A chinaberry tree is a colloquial name for the tree Melia azedarach, which grows natively in Australia, China, and India. This plant has a number of other common names, including White Cedar, Persian Lilac, Bead Tree, and Ceylon Cedar. The plant family to which chinaberries belong is called Meliaceae, a group that also includes trees from which mahogany is obtained.
The chinaberry tree is deciduous, which means that it loses its leaves seasonally. When fully grown, it is typically around 33 feet (ten meters) high, but some specimens growing in the rain forests of Australia may reach 150 feet (about 45 meters) in height. When the tree flowers, it has small, sweet-smelling lilac or purple blossoms. These eventually result in an abundance of yellow, berry-like fruits called drupes, which are an important source of food for many species of fruit-eating birds. The flowers, on the other hand, are typically unpalatable for many animals, including bees and butterflies.

MATERIAL SUPPLIED:
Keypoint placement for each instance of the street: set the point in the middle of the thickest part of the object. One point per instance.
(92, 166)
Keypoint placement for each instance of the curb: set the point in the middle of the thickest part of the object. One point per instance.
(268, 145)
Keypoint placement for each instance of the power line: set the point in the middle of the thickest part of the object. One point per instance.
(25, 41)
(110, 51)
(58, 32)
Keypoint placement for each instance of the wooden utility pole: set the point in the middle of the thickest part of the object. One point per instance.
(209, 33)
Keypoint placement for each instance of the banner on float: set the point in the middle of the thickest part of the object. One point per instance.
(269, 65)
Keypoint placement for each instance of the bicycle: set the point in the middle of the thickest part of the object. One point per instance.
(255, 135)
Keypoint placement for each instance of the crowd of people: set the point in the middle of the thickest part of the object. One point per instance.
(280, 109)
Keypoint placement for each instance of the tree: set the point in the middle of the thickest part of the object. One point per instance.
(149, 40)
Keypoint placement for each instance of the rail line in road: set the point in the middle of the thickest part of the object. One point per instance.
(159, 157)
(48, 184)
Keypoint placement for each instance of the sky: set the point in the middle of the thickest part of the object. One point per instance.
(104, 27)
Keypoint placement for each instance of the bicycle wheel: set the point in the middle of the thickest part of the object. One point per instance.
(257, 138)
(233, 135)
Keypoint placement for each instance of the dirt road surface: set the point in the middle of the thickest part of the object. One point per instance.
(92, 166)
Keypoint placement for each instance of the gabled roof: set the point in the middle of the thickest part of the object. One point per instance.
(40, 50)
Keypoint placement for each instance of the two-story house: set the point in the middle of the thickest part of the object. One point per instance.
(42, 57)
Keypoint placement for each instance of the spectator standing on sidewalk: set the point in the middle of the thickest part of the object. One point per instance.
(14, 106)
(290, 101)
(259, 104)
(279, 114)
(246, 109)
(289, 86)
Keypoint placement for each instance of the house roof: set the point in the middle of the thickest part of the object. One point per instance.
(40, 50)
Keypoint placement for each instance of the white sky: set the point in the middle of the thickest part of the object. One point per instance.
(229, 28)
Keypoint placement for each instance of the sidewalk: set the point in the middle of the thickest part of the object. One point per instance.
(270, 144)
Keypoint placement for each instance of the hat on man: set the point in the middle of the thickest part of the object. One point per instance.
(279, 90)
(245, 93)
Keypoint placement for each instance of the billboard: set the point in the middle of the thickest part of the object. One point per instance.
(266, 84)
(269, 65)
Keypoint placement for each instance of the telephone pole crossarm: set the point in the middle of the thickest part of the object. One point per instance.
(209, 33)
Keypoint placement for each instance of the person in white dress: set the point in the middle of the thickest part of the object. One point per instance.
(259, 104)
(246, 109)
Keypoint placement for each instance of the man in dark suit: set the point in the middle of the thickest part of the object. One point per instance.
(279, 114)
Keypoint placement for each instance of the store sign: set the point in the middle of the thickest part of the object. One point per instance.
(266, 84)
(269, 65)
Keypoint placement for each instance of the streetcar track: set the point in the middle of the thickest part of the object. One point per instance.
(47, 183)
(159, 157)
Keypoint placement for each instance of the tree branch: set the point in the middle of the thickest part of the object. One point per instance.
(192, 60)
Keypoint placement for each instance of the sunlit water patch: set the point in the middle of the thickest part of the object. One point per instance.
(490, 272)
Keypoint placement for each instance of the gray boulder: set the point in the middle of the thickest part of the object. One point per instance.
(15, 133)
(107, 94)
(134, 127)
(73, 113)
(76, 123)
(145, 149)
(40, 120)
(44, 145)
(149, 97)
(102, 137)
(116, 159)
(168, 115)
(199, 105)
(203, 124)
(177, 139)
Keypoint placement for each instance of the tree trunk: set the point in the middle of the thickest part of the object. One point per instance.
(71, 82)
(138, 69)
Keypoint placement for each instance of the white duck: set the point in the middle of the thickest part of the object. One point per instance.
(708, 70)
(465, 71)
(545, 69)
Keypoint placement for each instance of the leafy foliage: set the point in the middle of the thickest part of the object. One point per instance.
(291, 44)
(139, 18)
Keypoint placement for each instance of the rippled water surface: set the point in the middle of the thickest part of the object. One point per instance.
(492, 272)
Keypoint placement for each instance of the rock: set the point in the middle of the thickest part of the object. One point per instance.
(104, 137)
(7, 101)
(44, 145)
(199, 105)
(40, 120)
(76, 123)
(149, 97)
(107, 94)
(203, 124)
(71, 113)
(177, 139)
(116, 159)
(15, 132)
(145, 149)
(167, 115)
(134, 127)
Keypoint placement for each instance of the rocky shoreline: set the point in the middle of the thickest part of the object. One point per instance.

ACTIVITY A: List every alternative common name for Melia azedarach given in the chinaberry passage.
ACTIVITY B: Using the chinaberry passage, state whether each statement agrees with it, and quote the words that decide each one: (i) The chinaberry tree sheds its leaves seasonally. (ii) Bees and butterflies readily feed on chinaberry flowers. (iii) The family that includes chinaberries also includes trees that yield mahogany.
The records were taken from a different source than the text.

SOLUTION A: White Cedar, Persian Lilac, Bead Tree, Ceylon Cedar

SOLUTION B:
(i) Yes: "it loses its leaves seasonally"
(ii) No: "The flowers, on the other hand, are typically unpalatable for many animals, including bees and butterflies."
(iii) Yes: "a group that also includes trees from which mahogany is obtained"